Assigned task |
An exact copy of the records is needed; please leave the images out.

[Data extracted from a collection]

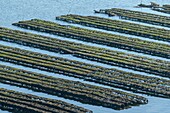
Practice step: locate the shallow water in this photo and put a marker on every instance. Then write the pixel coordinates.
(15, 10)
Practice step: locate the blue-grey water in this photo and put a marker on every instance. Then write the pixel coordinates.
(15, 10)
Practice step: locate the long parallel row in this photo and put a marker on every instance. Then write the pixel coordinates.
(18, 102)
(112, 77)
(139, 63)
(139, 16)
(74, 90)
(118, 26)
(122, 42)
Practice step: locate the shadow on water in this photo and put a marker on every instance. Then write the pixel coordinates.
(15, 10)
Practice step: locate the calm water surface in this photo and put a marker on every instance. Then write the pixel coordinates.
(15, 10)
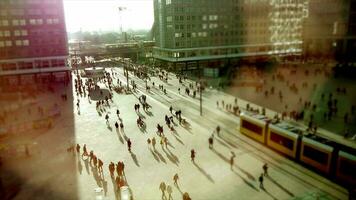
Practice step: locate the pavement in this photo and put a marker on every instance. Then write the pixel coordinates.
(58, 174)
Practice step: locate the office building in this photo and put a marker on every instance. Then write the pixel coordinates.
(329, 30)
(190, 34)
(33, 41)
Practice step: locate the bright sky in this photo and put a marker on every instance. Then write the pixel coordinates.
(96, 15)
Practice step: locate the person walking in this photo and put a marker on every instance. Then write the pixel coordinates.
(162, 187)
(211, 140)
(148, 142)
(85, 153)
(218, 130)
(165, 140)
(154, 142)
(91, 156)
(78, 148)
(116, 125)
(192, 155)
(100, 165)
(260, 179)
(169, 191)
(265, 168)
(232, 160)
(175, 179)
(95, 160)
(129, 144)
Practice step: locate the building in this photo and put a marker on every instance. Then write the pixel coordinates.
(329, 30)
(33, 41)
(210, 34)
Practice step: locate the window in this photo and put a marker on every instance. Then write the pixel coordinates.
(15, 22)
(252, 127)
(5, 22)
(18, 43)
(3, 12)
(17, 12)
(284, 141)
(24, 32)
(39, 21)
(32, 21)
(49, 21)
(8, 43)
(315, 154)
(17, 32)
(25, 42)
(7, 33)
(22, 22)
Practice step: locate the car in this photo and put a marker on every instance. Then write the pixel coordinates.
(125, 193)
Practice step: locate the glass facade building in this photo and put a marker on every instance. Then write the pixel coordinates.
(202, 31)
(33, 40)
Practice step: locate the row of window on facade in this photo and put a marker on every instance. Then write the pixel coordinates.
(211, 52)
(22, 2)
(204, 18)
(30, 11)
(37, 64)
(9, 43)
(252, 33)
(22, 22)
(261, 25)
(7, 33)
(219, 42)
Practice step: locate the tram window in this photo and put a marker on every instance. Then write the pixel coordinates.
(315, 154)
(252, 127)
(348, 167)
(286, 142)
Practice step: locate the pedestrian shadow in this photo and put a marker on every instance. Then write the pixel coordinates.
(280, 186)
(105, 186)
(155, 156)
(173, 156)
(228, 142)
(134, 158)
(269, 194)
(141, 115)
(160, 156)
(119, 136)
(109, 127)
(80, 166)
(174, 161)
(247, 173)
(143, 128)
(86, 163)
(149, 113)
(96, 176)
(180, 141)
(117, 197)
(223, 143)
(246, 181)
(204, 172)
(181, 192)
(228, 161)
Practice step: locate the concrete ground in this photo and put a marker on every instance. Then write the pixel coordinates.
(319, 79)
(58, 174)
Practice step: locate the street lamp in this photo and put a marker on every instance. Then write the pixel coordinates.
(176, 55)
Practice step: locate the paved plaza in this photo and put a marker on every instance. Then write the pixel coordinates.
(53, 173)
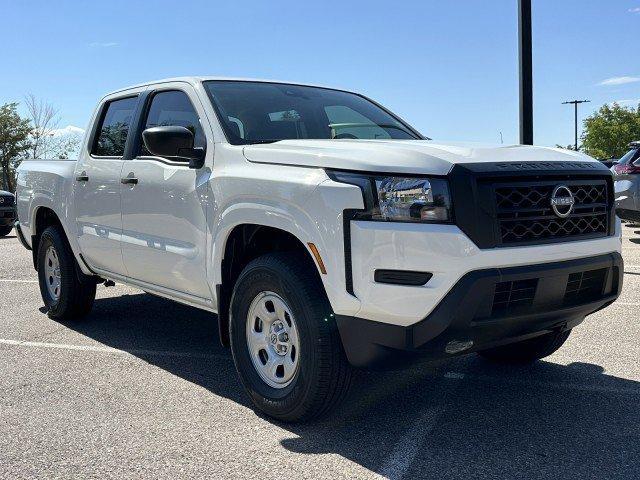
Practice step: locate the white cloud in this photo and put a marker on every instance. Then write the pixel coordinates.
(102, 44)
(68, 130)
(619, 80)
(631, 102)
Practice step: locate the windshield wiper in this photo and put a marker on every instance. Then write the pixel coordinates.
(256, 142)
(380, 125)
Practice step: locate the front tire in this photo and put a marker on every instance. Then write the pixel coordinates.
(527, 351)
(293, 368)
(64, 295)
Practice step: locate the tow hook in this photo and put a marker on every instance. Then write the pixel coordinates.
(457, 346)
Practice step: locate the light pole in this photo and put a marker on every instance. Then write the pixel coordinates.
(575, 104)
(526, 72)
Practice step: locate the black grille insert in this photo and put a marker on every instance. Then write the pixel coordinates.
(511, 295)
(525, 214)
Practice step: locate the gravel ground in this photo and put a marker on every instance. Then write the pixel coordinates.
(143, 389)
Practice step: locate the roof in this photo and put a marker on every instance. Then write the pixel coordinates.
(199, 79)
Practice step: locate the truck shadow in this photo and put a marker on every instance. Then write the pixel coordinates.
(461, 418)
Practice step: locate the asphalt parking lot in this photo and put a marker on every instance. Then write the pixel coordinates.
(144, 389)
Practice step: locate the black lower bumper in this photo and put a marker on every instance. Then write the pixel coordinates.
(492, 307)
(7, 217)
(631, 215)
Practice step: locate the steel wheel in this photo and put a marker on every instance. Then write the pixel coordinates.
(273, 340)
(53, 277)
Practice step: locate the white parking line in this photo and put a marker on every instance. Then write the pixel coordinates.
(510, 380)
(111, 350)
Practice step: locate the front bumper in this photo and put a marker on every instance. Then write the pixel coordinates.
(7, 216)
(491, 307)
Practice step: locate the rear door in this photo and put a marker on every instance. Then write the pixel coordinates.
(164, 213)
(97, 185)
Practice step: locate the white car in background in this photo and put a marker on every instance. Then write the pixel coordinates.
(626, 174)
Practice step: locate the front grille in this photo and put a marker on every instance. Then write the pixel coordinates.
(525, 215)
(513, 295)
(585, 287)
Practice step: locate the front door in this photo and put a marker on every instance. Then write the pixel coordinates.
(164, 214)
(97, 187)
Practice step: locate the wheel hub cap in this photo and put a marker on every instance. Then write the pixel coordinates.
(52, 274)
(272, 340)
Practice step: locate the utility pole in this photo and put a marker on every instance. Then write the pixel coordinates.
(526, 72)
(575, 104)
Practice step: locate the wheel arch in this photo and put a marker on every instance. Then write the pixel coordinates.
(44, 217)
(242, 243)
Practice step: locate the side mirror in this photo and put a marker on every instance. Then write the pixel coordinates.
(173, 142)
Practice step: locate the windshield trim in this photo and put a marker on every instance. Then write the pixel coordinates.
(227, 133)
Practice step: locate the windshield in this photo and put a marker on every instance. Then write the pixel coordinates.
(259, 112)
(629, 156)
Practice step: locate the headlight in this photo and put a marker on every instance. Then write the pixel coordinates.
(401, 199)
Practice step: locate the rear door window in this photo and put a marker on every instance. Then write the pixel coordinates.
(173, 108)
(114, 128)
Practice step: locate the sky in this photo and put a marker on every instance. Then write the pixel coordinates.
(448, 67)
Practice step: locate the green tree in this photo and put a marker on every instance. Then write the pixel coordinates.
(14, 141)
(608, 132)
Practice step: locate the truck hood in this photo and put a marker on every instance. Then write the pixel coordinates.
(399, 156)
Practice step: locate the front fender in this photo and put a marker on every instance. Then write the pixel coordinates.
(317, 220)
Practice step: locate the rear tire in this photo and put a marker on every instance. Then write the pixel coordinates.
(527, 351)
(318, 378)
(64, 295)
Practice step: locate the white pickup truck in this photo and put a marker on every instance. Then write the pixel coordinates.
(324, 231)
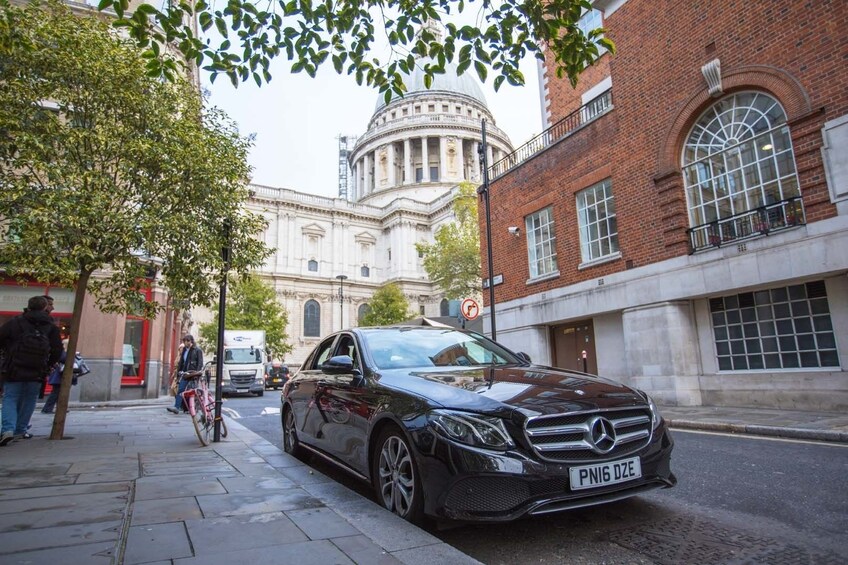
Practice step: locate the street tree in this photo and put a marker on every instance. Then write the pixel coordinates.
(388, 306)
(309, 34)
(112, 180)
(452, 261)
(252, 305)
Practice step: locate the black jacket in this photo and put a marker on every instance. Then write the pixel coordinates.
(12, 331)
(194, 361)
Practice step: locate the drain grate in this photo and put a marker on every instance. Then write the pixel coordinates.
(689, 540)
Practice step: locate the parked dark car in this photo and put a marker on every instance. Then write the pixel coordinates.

Solution to the exercise |
Practice step: locate the shallow water in this photo and put a marker on every instance. Then write the pixel coordinates.
(15, 10)
Practice step: locate the blue-grey water in this photo and put a marker on every instance. Then write the pixel coordinates.
(15, 10)
Practice step: locate the long parallel row in this photo and put a marker on every instance. Then write the pixel coordinates.
(18, 102)
(112, 77)
(139, 63)
(139, 16)
(74, 90)
(118, 26)
(122, 42)
Practice step: locate the shadow on water in this photo and put a marker on every instance. Then write the pixel coordinates.
(15, 10)
Practice step: locate the calm water surface in this photo and put a marker on every instance. Then write the pixel coordinates.
(15, 10)
Practice step: locate the pavement in this photo and put a marker on every instance. Then write the pixel coordinates.
(58, 174)
Practice step: locate the office building in this photo and put a marker on every instance. Then write the pixel coordinates.
(329, 30)
(190, 34)
(33, 41)
Practice step: locate the bright sky in this photo and put a marker on every instance. Then write the pixel coordinates.
(96, 15)
Practice step: locate the person walking in this photo and put a marker on every instance. Then write the pixel coordinates.
(162, 187)
(211, 140)
(148, 142)
(85, 153)
(218, 130)
(165, 140)
(154, 142)
(91, 156)
(78, 148)
(116, 125)
(192, 155)
(100, 165)
(260, 179)
(169, 191)
(265, 168)
(232, 160)
(175, 179)
(95, 160)
(129, 144)
Practice step: locate the building in this photo and put a marker on every instance. Then write the pixel coordinates.
(329, 30)
(33, 41)
(210, 34)
Practice step: locate the window in this photo and put a marker on every instance. Then write the pixel coordinates.
(15, 22)
(252, 127)
(5, 22)
(18, 43)
(3, 12)
(17, 12)
(284, 141)
(24, 32)
(39, 21)
(32, 21)
(49, 21)
(8, 43)
(315, 154)
(17, 32)
(25, 42)
(7, 33)
(22, 22)
Practice step: locate the car in this photo and put a marker on every instance. Then write the pixel coordinates.
(125, 193)
Practice step: locate the glass facade building in this photo and put a marker on every instance. Then write the pixel coordinates.
(202, 31)
(33, 40)
Practice step: locate the row of window on facade in this photo and put a marker on every instance. Then write the pixel coordinates.
(211, 52)
(22, 2)
(204, 18)
(30, 11)
(37, 64)
(9, 43)
(252, 33)
(22, 22)
(261, 25)
(7, 33)
(219, 42)
Practice step: locate the tram window in this photo and put a marker on every instance. Then write the pixel coordinates.
(315, 154)
(252, 127)
(348, 167)
(286, 142)
Practice step: locate the pedestrian shadow in this photo and put a marker on every instance. Then write the pixel coordinates.
(280, 186)
(105, 186)
(155, 156)
(173, 156)
(228, 142)
(134, 158)
(269, 194)
(141, 115)
(160, 156)
(119, 136)
(109, 127)
(80, 166)
(174, 161)
(247, 173)
(143, 128)
(86, 163)
(149, 113)
(96, 176)
(180, 141)
(117, 197)
(223, 143)
(246, 181)
(204, 172)
(181, 192)
(228, 161)
Practice step: locate the concrete ground in this photo and put a marker on every instance. Then write the pixel coordinates.
(319, 79)
(58, 174)
Practice step: locate the street lamp in this photo and put a marker on every instance. Then write the pixel coordinates.
(176, 55)
Practice step: locate the paved plaza in this photo and put a marker on every instance. Then write the pixel coordinates.
(53, 173)
Practice step: locate the white cloud in this photo and put a marker on every instance. Then write the pixel coordinates.
(102, 44)
(68, 130)
(619, 80)
(631, 102)
Practice step: locate the windshield wiper in this photo and put a marker on every instance. Then write the pixel coordinates.
(256, 142)
(380, 125)
Practice step: locate the front tire in this photo and put a marker on every instance. Then write the pixel coordinates.
(527, 351)
(293, 368)
(64, 295)
Practice step: locate the tow hook in this photo and put a marker on every instance. Then write the pixel coordinates.
(457, 346)
Practice step: locate the light pole in this photo and put a marker on every instance. Then write the pixel coordinates.
(575, 104)
(526, 72)
Practice step: locate the black grille insert in this photo and put a marker on every instance. Then write the pixel coordinates.
(511, 295)
(525, 214)
Practice step: locate the gravel ground in this photo and put a marker on every instance. Then write the pixel coordinates.
(143, 389)
Practice step: locate the roof in this photo and put a marker on every instance. Then write the pixel coordinates.
(199, 79)
Practice step: locate the truck shadow in this photo and put a marker on every instance. Then write the pixel coordinates.
(461, 418)
Practice step: locate the asphalt parking lot in this photo and put a marker on every instance. Then write the pixel coordinates.
(144, 389)
Practice step: locate the black lower bumper in this photo and put a marker on every instance. Then write the pixel coordinates.
(492, 307)
(7, 217)
(631, 215)
Practice step: locate the steel wheel in this photo and put a marker on every instance. Then write the pixel coordinates.
(273, 340)
(53, 277)
Practice step: locate the white parking line in this photo and put a marker on every instance. Then write the pixel coordinates.
(510, 380)
(111, 350)
Practice step: locate the front bumper in this photo and put a marker on every instance. Then write the pixel coordinates.
(7, 216)
(491, 307)
Practice step: locate the rear door in this photo and put a marker on every instance. Then write the pixel coordinates.
(164, 213)
(97, 185)
Practice step: locate the white car in background in this photo and put a marker on every instance. Then write the pixel coordinates.
(626, 174)
Practice step: locate the front grille in this photo and put a marker on every instance. Then write the pixel coordinates.
(525, 215)
(513, 295)
(585, 287)
Practice step: locate the front door in this photo and put a marker on every instance. Then write the pixel coordinates.
(164, 214)
(97, 187)
Practice step: locate the wheel hub cap in this photo and put a marker on every instance. Then write the pixel coordinates.
(52, 274)
(272, 340)
Practice step: locate the utility pole in this photo and put a marker on every instance. Then write the pixel coordinates.
(526, 72)
(575, 104)
Practice step: locate the wheel arch in this photo and put a marker on every instance. Then write the pixel coordinates.
(44, 217)
(242, 243)
Practice step: locate the side mirror in this photo and put a marker on every instance. Then write the pixel coordinates.
(173, 142)
Practice step: locate the windshield trim in this photo and put a marker on every instance. Then write the pixel coordinates.
(227, 133)
Practice step: locate the windshield in this photo and put a marker on every instance. Then write the pixel coordinates.
(259, 112)
(629, 156)
Practice step: locate the headlight in this photo and put a marker on every instance. Then write the pixel coordinates.
(401, 199)
Practice step: locate the rear door window in this photo and put a marker on every instance. Then write the pixel coordinates.
(173, 108)
(114, 128)
Practice step: locate the sky in this photo and put a marker on every instance. Then write the pixel coordinates.
(448, 67)
Practice step: locate the green tree in this photo and put a marker on every instance. Then write the pixel coordinates.
(14, 141)
(608, 132)
Practice step: locate the truck hood in this photo and put a marker on every instance. Then write the pixel coordinates.
(399, 156)
Practice step: locate the front fender in this photo and put a marker on every instance. Then write the pixel coordinates.
(317, 220)
Practice step: locate the rear tire in this photo and put a marker on every instance. Then write the pixel coordinates.
(527, 351)
(318, 378)
(64, 295)
Practice step: locate the white pickup truck in this photo and put a marker on every instance. Then write the pixel coordinates.
(324, 231)
Practice step: locate the street tree in this photo and put a marker on every instance. Then write the pixel coordinates.
(388, 306)
(309, 34)
(112, 180)
(452, 261)
(252, 305)
Practice step: locate the black jacket in this photo and put a marker on every instance. Then write the pixel coordinates.
(12, 331)
(194, 361)
Practice step: locate the drain grate in this photo and put a marker on every instance. Then write the pixel coordinates.
(689, 540)
Practice step: locate the parked dark car in this photo and put a marker on every instance. Then write the pixel coordinates.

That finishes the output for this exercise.